* Page:
::::

What's also interesting about this paper is that she wrote a very long one, because she got permission from me, the program Chair, and another instructor to turn in the same paper for both classes - as long as it was twice as long. Her thinking about this - she was talking to me about it as she devised the topic, so I'm aware of some of her thoughts around it - is evidence, for me, of her originality. Of her ability to make lateral, theoretical connections. Of course I said she could do the double-paper thing: I encourage and reward genuine engagement that results in seeing things anew, making connections between disparate classes/fields.
For the immediate future, Alice is pursuing journalistic ambitions. She is graduating in a month, and has been elected editor of the university newspaper for next year. She applied and was short-listed for (but didn't get, in the end) a radio internship. I don't know how presumptuous it is of me to have a conversation with her about the possibility of grad school. Yet I want to have that conversation. It's just tricky - as much as we have this budding friendship, the power dynamic that exists between us is not miraculously gone. I know - because she's said as much, and others have said it about her - that she looks up to me a great deal. I don't want that power to push her in a direction she's not comfortable with. I remember, though, that she has said before - nearer the beginning of the year, and with her characteristic shyness, skittishness, self-consciousness - that she kind of harbours a fantasy of grad school. So maybe I can think of it as encouraging a person with unnecessarily lacking self-confidence to do something she'd love to do, but is terrified she's not good enough for.* In any case, the conversation needs to be had very delicately, I think.
***
After reading Alice's work, I read a paper by another student. She was the student on whom much of my anxiety settled, in this singularly anxiety-provoking course. Older than I am, she has a kind of blustery confidence and brashness that freaked me out, and the fact that she was very obviously bringing it to the table in our crazy class was dreadful for me. She made me feel mousy again. Another student - a friend of hers - mentioned in passing (disclosing way too much) that this brash student...let's call her Mouthy...had "basically written off the class", presumably because of some of the other students, and the weird undercurrent of conflict in the course. This did not help matters - it made me feel smaller.
Mouthy is also pretty smart and well-read, and, I think, is rewarded - she's a strong student. That, combined with her mouthiness, confidence, and brashness, made me believe she was brilliant.
But in reading her paper - as in reading the numerous critical responses she's submitted - I can see that she's not all that. Sure, she's a good writer, and ultimately produces work on the cusp of A. But I see where I have been misled by her Mouthiness. I've kind of been bamboozled. Behind all the bluster there's not all that much. I really needn't have lost sleep over her the way I (literally) did. In fact, I should probably have exercised my authority to get her to stop bringing her damaging, dismissive tone into our class. But she cowed me.
I think of Mouthy and then I think of Alice - so smart, but so much the opposite. Quiet, self-deprecating, anxious. It pisses me off that bluster and bluffing are consistently rewarded in the classroom. Including by me, who should know a lot better, considering that I was a terrified mute all the way through university and grad school. Let that be a lesson to me.
* God, considering the number of pretty much mediocre students I hear are "planning" to go to grad school, Alice needs to know how incredibly right she is for grad studies.
A couple of things have been swirling in my head these last couple of hours, as I read.

::::

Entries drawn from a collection
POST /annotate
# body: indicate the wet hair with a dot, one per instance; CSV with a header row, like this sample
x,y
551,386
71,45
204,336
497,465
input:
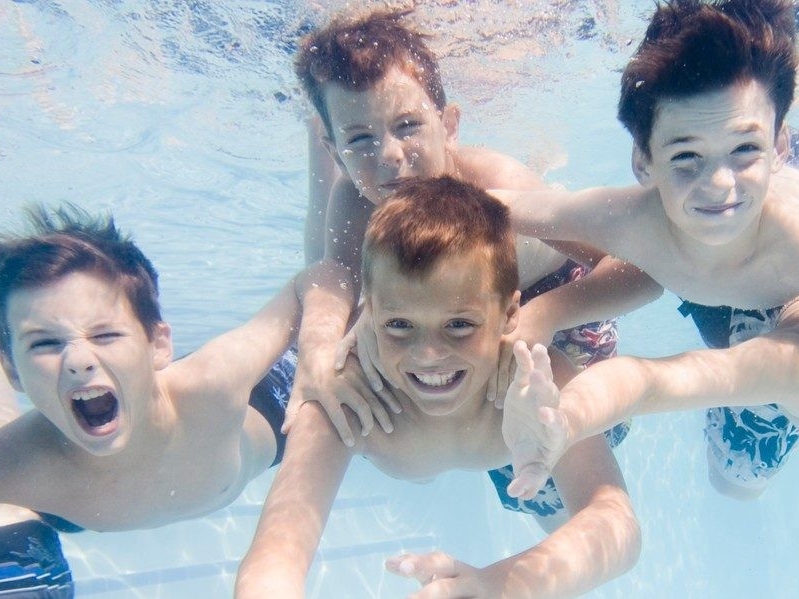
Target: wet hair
x,y
430,219
691,47
356,53
65,241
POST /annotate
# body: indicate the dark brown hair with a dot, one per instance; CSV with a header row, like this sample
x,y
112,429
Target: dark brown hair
x,y
68,240
691,47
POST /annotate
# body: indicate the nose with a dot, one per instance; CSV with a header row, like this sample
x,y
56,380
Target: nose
x,y
390,151
429,349
722,177
78,359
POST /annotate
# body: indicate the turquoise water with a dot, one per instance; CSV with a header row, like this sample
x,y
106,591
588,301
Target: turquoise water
x,y
183,118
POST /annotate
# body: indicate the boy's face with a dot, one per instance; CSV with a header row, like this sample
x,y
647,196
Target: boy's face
x,y
83,358
390,131
438,337
712,156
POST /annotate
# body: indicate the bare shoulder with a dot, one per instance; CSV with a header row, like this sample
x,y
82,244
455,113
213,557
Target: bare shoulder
x,y
30,449
490,169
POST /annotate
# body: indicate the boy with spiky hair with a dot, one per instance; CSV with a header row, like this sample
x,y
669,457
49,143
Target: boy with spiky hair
x,y
121,436
715,220
440,279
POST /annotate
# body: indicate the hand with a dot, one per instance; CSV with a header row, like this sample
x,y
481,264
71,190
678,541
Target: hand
x,y
533,427
361,338
442,576
332,390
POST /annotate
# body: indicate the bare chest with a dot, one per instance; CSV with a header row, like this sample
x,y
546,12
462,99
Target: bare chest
x,y
419,454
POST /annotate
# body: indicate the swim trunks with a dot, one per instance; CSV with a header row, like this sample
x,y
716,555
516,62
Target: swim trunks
x,y
584,345
747,445
32,565
271,395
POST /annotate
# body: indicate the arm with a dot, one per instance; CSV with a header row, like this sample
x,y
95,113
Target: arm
x,y
765,368
328,291
613,288
241,357
296,510
599,542
322,174
598,216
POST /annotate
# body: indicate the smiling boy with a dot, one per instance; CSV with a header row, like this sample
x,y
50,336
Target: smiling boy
x,y
440,279
715,220
377,89
121,436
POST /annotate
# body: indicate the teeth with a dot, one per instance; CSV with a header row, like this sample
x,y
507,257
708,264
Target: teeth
x,y
438,379
86,394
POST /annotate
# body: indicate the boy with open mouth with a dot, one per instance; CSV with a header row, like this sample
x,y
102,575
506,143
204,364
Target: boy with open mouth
x,y
122,436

::::

* Requirements:
- 1) According to the reflection, why was Alice's paper a very long one?
- 2) Reproduce the passage of the reflection that begins at "But in reading" and stops after "she cowed me.", renaming "bluster" as "bravado".
- 3) In the reflection, what position has Alice been elected to for next year?

* Task-by-task answers:
- 1) Alice had permission from the writer, the program Chair, and another instructor to turn in the same paper for both classes, on the condition that it be twice as long.

- 2)
But in reading her paper - as in reading the numerous critical responses she's submitted - I can see that she's not all that. Sure, she's a good writer, and ultimately produces work on the cusp of A. But I see where I have been misled by her Mouthiness. I've kind of been bamboozled. Behind all the bravado there's not all that much. I really needn't have lost sleep over her the way I (literally) did. In fact, I should probably have exercised my authority to get her to stop bringing her damaging, dismissive tone into our class. But she cowed me.

- 3) She has been elected editor of the university newspaper.